> [Records to use]:
----------
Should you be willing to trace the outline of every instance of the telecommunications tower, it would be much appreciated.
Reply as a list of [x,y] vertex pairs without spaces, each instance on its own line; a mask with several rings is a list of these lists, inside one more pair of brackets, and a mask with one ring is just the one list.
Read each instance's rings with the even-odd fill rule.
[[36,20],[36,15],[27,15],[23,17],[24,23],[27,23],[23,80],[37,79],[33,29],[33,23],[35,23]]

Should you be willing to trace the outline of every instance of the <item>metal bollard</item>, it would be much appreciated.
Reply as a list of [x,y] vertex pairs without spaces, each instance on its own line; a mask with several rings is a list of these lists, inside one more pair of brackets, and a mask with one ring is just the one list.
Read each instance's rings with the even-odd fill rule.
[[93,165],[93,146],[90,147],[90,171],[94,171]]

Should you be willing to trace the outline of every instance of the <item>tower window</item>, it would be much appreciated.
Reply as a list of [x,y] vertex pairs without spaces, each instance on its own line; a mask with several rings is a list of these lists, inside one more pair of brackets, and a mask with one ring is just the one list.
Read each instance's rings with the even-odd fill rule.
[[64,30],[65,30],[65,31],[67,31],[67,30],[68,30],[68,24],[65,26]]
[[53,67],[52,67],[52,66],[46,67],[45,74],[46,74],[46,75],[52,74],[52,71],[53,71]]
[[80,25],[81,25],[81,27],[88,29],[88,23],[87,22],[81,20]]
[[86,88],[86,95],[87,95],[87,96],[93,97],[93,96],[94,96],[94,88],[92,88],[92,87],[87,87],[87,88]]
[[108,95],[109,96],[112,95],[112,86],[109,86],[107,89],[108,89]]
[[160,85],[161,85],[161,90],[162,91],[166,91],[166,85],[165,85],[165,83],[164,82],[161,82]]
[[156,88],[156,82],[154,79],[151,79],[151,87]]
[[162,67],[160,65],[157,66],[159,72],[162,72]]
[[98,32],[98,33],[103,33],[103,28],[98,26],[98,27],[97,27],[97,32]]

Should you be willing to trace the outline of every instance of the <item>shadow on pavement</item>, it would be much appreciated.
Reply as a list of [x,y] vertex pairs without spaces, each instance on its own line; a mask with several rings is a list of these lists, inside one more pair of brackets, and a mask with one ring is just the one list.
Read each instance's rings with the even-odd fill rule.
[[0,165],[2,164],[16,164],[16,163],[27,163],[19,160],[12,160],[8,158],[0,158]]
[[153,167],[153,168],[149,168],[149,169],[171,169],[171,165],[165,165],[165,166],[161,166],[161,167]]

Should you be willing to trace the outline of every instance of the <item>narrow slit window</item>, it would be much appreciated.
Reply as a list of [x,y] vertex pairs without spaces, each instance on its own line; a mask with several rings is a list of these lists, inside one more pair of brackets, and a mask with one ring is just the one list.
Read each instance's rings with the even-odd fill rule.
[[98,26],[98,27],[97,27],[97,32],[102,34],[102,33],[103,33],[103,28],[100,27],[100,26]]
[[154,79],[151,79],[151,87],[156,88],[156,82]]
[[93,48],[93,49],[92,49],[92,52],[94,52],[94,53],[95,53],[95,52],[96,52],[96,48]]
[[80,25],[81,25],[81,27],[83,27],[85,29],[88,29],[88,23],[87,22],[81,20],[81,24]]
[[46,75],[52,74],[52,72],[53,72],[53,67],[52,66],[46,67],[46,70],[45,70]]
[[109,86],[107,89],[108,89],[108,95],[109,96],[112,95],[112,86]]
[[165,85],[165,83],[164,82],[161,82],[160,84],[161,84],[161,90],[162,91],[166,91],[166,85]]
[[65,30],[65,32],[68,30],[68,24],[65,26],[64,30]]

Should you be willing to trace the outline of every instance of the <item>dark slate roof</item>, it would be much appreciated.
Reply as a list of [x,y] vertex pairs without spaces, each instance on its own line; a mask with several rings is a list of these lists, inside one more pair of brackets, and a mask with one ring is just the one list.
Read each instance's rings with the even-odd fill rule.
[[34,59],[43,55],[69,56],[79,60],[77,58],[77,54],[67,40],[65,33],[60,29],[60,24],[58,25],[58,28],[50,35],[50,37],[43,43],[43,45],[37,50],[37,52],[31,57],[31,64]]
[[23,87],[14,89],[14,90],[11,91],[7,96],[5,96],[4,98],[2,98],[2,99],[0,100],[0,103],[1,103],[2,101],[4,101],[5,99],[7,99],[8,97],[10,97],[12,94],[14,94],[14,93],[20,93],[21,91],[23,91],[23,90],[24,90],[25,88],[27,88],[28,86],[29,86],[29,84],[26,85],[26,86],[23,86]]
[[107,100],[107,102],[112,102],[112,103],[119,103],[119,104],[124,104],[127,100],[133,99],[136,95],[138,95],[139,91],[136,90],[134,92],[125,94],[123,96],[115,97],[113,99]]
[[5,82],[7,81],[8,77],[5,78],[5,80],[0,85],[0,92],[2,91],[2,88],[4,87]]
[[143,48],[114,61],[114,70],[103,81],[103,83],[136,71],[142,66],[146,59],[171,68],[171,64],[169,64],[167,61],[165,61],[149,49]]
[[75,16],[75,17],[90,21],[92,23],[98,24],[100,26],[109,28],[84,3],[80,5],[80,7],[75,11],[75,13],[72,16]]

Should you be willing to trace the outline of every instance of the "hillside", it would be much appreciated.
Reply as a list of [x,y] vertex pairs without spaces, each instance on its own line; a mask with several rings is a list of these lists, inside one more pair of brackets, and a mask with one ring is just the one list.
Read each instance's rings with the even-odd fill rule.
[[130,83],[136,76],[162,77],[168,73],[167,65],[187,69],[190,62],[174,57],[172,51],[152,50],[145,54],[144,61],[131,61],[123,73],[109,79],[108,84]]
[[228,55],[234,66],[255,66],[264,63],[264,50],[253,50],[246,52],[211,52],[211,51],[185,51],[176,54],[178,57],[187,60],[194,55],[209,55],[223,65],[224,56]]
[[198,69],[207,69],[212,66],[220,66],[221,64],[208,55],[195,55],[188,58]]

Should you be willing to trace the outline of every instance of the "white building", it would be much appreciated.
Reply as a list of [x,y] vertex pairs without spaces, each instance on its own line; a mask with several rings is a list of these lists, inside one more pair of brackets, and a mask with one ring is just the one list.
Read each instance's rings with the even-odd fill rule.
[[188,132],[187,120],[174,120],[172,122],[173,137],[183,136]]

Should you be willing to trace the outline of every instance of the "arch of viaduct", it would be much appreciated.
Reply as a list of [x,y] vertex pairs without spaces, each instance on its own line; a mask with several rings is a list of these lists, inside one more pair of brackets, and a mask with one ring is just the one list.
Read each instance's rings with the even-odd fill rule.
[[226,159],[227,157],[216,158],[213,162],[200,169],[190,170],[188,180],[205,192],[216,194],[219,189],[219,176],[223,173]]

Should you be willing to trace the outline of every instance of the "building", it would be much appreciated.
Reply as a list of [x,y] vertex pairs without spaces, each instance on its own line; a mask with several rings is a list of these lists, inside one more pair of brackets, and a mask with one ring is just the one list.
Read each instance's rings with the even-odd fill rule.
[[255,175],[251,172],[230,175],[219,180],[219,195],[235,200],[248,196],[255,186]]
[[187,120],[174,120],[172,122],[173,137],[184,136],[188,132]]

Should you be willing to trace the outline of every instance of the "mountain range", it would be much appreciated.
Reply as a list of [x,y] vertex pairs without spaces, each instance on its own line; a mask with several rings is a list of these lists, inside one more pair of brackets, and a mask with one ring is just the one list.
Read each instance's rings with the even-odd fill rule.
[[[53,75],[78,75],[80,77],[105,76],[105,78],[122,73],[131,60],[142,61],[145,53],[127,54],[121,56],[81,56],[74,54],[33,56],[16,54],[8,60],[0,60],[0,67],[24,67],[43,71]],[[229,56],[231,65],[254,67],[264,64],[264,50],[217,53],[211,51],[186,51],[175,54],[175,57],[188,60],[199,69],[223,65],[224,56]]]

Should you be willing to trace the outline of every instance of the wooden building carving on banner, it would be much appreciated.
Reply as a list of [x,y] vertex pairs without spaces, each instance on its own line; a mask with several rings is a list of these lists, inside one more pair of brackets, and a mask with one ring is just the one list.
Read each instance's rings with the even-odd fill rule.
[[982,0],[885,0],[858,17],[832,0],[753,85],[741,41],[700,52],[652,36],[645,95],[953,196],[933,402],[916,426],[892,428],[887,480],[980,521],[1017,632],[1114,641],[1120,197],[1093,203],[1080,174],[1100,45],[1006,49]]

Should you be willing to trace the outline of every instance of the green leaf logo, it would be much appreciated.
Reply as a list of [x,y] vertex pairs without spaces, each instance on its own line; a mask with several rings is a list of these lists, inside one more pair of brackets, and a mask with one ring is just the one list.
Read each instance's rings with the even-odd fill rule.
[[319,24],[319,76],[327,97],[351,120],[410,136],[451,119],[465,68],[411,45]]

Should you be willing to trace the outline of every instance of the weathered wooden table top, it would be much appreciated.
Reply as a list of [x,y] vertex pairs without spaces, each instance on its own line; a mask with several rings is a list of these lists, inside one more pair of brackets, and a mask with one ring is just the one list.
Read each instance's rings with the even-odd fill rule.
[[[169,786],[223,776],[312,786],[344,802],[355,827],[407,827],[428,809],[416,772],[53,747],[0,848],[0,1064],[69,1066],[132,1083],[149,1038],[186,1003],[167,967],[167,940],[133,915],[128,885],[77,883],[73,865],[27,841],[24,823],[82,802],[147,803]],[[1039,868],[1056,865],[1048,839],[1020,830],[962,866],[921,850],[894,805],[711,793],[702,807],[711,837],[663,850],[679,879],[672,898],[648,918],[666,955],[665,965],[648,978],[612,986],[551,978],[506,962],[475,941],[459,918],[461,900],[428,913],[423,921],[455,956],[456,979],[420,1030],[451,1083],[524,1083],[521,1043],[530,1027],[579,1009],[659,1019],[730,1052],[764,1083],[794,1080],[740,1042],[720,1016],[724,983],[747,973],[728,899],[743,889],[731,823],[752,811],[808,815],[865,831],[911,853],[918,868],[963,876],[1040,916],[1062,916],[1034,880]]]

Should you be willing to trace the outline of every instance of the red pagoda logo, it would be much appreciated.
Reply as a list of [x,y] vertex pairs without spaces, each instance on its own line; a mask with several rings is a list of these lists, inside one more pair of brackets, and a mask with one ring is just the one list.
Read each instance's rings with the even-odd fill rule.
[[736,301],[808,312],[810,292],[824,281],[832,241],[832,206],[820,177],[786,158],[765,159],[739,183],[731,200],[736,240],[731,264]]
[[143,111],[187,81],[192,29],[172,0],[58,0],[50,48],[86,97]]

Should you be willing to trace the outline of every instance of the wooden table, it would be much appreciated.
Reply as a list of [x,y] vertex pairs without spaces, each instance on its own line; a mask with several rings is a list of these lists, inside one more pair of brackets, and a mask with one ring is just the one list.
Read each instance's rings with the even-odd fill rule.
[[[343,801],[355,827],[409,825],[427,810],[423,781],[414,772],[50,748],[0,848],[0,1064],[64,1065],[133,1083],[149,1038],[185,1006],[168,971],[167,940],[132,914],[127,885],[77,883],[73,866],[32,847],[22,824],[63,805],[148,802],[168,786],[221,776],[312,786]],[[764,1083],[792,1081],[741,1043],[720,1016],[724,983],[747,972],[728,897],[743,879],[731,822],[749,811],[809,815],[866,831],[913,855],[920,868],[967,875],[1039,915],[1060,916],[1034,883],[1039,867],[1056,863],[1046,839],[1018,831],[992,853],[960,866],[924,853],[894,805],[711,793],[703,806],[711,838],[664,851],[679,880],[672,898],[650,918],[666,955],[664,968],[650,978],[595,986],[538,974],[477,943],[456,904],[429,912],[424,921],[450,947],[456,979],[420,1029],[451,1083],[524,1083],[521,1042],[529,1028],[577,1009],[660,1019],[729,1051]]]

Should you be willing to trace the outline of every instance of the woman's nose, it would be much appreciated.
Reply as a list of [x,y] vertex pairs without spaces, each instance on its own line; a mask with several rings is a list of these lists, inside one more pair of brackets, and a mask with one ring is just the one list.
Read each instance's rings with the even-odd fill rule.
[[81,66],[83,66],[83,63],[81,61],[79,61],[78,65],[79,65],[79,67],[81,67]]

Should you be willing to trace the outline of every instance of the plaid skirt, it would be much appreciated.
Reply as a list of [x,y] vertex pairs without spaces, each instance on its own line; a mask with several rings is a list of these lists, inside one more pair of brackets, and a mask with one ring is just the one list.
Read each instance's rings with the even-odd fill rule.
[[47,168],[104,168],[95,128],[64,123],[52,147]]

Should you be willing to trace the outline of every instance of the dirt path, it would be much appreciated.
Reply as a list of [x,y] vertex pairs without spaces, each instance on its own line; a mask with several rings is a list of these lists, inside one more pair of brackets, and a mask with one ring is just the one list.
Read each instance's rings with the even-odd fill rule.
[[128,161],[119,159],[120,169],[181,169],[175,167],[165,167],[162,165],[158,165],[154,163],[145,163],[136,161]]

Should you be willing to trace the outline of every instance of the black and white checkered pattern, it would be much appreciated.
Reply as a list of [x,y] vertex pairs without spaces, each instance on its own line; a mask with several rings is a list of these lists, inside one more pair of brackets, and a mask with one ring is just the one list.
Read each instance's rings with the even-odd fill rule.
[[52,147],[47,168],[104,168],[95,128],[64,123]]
----------
> [Direction]: Set down, verbatim, the lines of the material above, beginning with the line that contains "skirt, it would be much appreciated." and ending with the line that contains "[[47,168],[104,168],[95,128],[64,123],[52,147]]", including both of these lines.

> [Full response]:
Should you be willing to trace the outline of every instance of the plaid skirt, it would be much appreciated.
Reply as a list of [x,y] vertex pairs without spaces, each instance on its own line; a mask with several rings is a list of these lists, inside one more pair of brackets, and a mask with one ring is just the one list.
Read each instance's rings with the even-odd fill rule.
[[47,168],[104,168],[95,128],[64,123],[52,147]]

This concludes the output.